### SUPPLIED DATA ###

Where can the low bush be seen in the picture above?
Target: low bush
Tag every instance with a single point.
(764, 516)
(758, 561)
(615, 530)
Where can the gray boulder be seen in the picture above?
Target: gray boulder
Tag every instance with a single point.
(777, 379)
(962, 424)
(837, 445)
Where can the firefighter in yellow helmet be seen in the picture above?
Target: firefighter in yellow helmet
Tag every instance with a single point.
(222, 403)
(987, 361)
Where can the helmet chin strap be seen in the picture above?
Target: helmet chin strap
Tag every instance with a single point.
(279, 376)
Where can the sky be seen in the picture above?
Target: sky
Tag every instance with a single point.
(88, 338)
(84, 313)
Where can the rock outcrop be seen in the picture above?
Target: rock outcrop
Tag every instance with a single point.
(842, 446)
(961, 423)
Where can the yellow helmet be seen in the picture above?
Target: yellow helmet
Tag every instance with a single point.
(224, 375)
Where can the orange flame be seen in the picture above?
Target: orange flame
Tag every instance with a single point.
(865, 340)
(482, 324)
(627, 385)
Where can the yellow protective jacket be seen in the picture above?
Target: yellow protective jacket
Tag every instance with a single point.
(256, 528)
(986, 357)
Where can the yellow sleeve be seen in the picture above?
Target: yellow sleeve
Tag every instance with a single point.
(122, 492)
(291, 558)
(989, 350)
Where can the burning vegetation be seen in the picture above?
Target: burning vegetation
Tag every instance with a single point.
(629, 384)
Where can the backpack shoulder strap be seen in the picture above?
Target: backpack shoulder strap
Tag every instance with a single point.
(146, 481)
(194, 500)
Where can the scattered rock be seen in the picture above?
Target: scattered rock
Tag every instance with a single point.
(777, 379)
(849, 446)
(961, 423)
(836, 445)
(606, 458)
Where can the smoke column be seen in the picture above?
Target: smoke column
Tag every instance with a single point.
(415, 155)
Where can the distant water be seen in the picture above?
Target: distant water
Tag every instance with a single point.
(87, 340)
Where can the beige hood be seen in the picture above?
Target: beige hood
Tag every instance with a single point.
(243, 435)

###

__TASK DESCRIPTION__.
Copy out the entries above without altering a single character.

__EXERCISE RESPONSE__.
Where can the low bush be seen in the picture above?
Target: low bush
Tag every instance with a single point.
(764, 516)
(758, 561)
(615, 530)
Where can the gray boulder be seen in the picture above?
Target: gray boulder
Tag every instance with a single point.
(777, 379)
(962, 424)
(837, 445)
Where can the firefighter in yellow helmet be seen in the picture above?
Target: firefighter in yellow helmet
Tag every instance with a single point.
(222, 403)
(987, 361)
Where can the helmet chin strap be seen in the picture above?
Target: helmet chin strap
Tag every instance with a single point.
(279, 376)
Where can the sky be seen in the picture above?
Target: sky
Tag every instance with a single point.
(88, 338)
(84, 313)
Where can the rock outcrop be seen in the picture above?
Target: rock outcrop
Tag every instance with a single point.
(842, 446)
(961, 423)
Where can the yellow helmet be seen in the picture above?
Target: yellow helmet
Tag every instance with a single point.
(224, 375)
Where can the orange flame be seen in the picture above?
Target: orange flame
Tag every instance with a single point.
(865, 340)
(482, 324)
(627, 385)
Where can the yellow protective jacket be seen in the picture above?
Target: yellow protective jacket
Tag every instance with a single point.
(256, 528)
(986, 357)
Where can the yellow sleeve be seen in the picture above?
Target: yellow sleeve
Tag every instance with a single point.
(122, 492)
(291, 558)
(989, 350)
Where can the burning vegetation be seen in the picture above?
Target: burning vegetation
Tag every instance with a single point.
(629, 384)
Where can the backpack shoulder strap be seen in the picture above?
Target: backpack shoulder strap
Tag every instance with a single point.
(146, 481)
(194, 500)
Where can the scattered rock be seen in the picture above?
Target: scattered rock
Tag every instance with a single point.
(777, 379)
(849, 446)
(961, 423)
(836, 445)
(606, 458)
Where can the smoke column be seen in the picture above?
Target: smoke column
Tag every instance with a single point.
(415, 155)
Where can the distant water be seen in the picture above?
Target: distant water
Tag every instance with a single point.
(87, 340)
Where can the beige hood be seen in the picture above?
Target: beige hood
Tag every instance with a single point.
(243, 435)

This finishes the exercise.